__Set task__:
Render the records below as a Markdown table with two columns, Entry for the row number and Content for the line, leaving out any blank lines.

▼▼▼

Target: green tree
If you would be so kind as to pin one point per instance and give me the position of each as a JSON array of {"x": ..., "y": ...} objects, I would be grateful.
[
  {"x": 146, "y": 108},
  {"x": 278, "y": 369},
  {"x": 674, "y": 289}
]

▲▲▲

__Exercise result__:
| Entry | Content |
|---|---|
| 1 | Target: green tree |
| 2 | If you would be so kind as to pin one point per instance and give me the position of each as a JSON array of {"x": ..., "y": ...} objects, I would be grateful. |
| 3 | [ |
| 4 |   {"x": 146, "y": 108}, |
| 5 |   {"x": 278, "y": 369}, |
| 6 |   {"x": 674, "y": 289} |
| 7 | ] |